[Set task A]
In the records, begin at the line that has "Objective — a point for each instance of the green" and stop after the last line of the records. Reproduce those lines with "green stem" swapped for "leafy stem" and everything else unchanged.

[Given text]
[BEGIN]

Crime

Columbus man gunned down his stepfather over alleged child abuse, police say

Believing his stepfather had molested his 9-year-old son, a Columbus man shot the stepfather multiple times in the child’s presence before ejecting the pistol’s clip and handing the weapon to his mother, police said Friday.

Marlon Jarrell Reese may have had additional motivation to shoot 70-year-old Walter Williams, his defense attorney said after Reese’s preliminary hearing in Columbus Recorder’s Court: Relatives have alleged that when Reese was a child, Williams verbally and physically abused Reese and a sibling.

But detectives testified Friday that so far they have not confirmed accusations that Williams “inappropriately” touched Reese’s son. Child advocates at Columbus’ Children’s Treehouse interviewed the boy, but he was so distraught over what he’d witnessed that the results were inconclusive, police Cpl. Robert Nicholas testified in Columbus Recorder’s Court.

Besides murder, Reese is charged with three counts of obstructing police for fighting with them at the city’s public safety center as they tried to arrest him, Nicholas said. Reese told them he could not believe he would be charged with a crime for killing a child molester, the detective said.

Nicholas said Reese’s mother, Cynthia Williams, told officers Reese twice came to the Williams’ home on Mehaffey Drive on Monday, furious at what he believed his stepfather had done. The first time was around 8:30 in the morning, when his mother was able to calm him down and persuade him to leave, she said.

He returned around 4:30 p.m. with a gun, confronting Williams in a hallway as the stepfather came out of a bedroom, and shot him repeatedly, the mother told police. Then he locked the slide on the pistol, ejected the magazine, and handed the gun to his mother, who set it on a washing machine, Nicholas said.

[END]

[Entries taken from a collection]
[BEGIN]

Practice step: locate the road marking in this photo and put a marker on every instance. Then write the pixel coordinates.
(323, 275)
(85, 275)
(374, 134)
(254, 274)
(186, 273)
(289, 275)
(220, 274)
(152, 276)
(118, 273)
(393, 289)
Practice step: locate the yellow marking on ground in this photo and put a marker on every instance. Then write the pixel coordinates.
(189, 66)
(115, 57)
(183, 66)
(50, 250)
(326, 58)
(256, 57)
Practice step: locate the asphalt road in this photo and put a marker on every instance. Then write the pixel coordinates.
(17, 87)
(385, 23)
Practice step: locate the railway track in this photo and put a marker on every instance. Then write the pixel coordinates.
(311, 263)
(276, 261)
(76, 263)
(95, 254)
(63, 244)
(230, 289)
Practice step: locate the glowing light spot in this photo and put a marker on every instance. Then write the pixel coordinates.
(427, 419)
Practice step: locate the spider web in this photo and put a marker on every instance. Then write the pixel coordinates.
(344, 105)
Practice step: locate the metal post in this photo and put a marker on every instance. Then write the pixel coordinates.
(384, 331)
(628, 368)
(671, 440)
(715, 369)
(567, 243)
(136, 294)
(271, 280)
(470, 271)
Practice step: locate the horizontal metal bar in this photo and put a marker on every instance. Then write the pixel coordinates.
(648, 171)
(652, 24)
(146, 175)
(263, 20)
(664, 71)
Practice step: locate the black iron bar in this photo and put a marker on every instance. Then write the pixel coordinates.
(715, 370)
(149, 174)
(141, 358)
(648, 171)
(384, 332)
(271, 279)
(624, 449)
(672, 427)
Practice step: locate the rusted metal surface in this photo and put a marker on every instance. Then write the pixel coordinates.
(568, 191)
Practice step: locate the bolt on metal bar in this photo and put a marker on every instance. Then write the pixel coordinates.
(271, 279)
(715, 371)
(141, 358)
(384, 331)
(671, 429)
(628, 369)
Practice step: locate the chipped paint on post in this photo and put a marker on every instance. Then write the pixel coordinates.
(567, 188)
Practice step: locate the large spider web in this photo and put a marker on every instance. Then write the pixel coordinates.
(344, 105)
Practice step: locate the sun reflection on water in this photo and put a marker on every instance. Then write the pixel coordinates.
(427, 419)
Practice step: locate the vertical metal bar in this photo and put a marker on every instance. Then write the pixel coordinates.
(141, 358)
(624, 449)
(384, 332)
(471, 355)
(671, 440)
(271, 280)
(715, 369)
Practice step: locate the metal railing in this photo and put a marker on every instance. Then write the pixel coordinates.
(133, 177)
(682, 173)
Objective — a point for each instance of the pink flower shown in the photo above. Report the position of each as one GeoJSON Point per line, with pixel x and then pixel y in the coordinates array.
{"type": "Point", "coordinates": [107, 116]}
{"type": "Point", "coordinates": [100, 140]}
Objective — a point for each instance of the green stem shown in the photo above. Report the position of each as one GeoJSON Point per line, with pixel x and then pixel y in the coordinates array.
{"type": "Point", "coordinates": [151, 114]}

[END]

[Set task B]
Answer from the shooting report:
(i) How old was Walter Williams?
(ii) On what street was the Williams' home?
(iii) Where did Reese's mother set the gun after he handed it to her?

[Problem solution A]
Objective — a point for each instance of the leafy stem shown in the photo above. Report the position of each as one GeoJSON Point per line, with pixel x and then pixel y in the coordinates array.
{"type": "Point", "coordinates": [151, 114]}

[Problem solution B]
(i) 70 years old
(ii) Mehaffey Drive
(iii) On a washing machine